Text passage:
..........
Read the passage carefully and answer the questions given

Will a day come when India’s poor can access government services as easily as drawing cash from an ATM? . . . [N]o country in the world has made accessing education or health or policing or dispute resolution as easy as an ATM, because the nature of these activities requires individuals to use their discretion in a positive way. Technology can certainly facilitate this in a variety of ways if it is seen as one part of an overall approach, but the evidence so far in education, for instance, is that just adding computers alone doesn’t make education any better. . . .

The dangerous illusion of technology is that it can create stronger, top down accountability of service providers in implementation-intensive services within existing public sector organisations. One notion is that electronic management information systems (EMIS) keep better track of inputs and those aspects of personnel that are ‘EMIS visible’ can lead to better services. A recent study examined attempts to increase attendance of Auxiliary Nurse Midwife (ANMs) at clinics in Rajasthan, which involved high-tech time clocks to monitor attendance. The study’s title says it all: Band-Aids on a Corpse . . . e-governance can be just as bad as any other governance when the real issue is people and their motivation.
For services to improve, the people providing the services have to want to do a better job with the skills they have. A study of medical care in Delhi found that even though providers, in the public sector had much better skills than private sector providers their provision of care in actual practice was much worse.

In implementation-intensive services the key to success is face-to-face interactions between a teacher, a nurse, a policeman, an extension agent and a citizen. This relationship is about power. Amartya Sen’s . . . report on education in West Bengal had a supremely telling anecdote in which the villagers forced the teacher to attend school, but then, when the parents went off to work, the teacher did not teach, but forced the children to massage his feet. . . . As long as the system empowers providers over citizens, technology is irrelevant.

The answer to successfully providing basic services is to create systems that provide both autonomy and accountability. In basic education for instance, the answer to poor teaching is not controlling teachers more . . . The key . . . is to hire teachers who want to teach and let them teach, expressing their professionalism and vocation as a teacher through autonomy in the classroom. This autonomy has to be matched with accountability for results—not just narrowly measured through test scores, but broadly for the quality of the education they provide.

A recent study in Uttar Pradesh showed that if, somehow, all civil service teachers could be replaced with contract teachers, the state could save a billion dollars a year in revenue and double student learning. Just the additional autonomy and accountability of contracts through local groups—even without complementary system changes in information and empowerment—led to that much improvement. The first step to being part of the solution is to create performance information accessible to those outside of the government. . . .

Question 1: According to the author, service delivery in Indian education can be improved in all of the following ways EXCEPT through:

a) access to information on the quality of teaching.
..........
Exercise data:
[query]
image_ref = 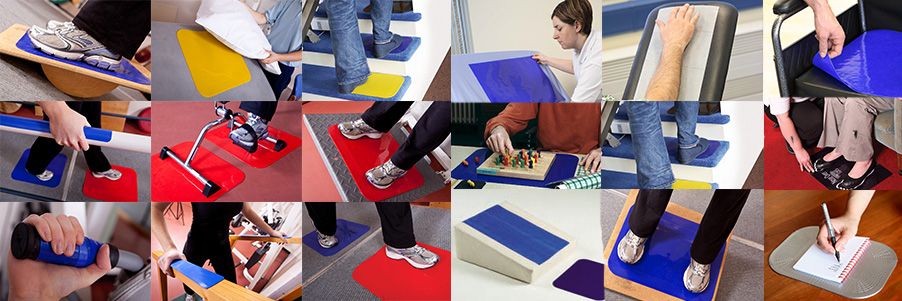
..........
Work instruction A: The passage on delivering government services in India names several services that no country has made as easy to access as an ATM. List them.
Work instruction B: Pick up the passage on delivering government services in India right after its last sentence and keep writing.

Answer A: education, health, policing, dispute resolution

Answer B:
b) elimination of government involvement.

c) recruitment of motivated teachers.

d) use of technology.

Question 2: In the context of the passage, we can infer that the title “Band Aids on a Corpse” (in paragraph 2) suggests that:

a) the nurses attended the clinics, but the clinics were ill-equipped.

b) the clinics were better funded, but performance monitoring did not result in any improvement.

c) the nurses who attended the clinics were too poorly trained to provide appropriate medical care.

d) the electronic monitoring system was a superficial solution to a serious problem.

Question 3: The author questions the use of monitoring systems in services that involve face-to-face interaction between service providers and clients because such systems:

a) do not improve services that need committed service providers.

b) are ineffective because they are managed by the government.

c) improve the skills but do not increase the motivation of service providers.

d) are not as effective in the public sector as they are in the private sector.

Question 4: The main purpose of the passage is to:

a) argue that some types of services can be improved by providing independence and requiring accountability.

b) analyse the shortcomings of government-appointed nurses and their management through technology.

c) critique the government’s involvement in educational activities and other implementation-intensive services.

d) find a solution to the problem of poor service delivery in education by examining different strategies.

Question 5: Which of the following, IF TRUE, would undermine the passage’s main argument?

a) If it were proven that increase in autonomy of service providers leads to an exponential increase in their work ethic and sense of responsibility.

b) If it were proven that service providers in the private sector have better skills than those in the public sector.

c) Empowerment of service providers leads to increased complacency and rigged performance results.

d) If absolute instead of moderate technological surveillance is exercised over the performance of service providers.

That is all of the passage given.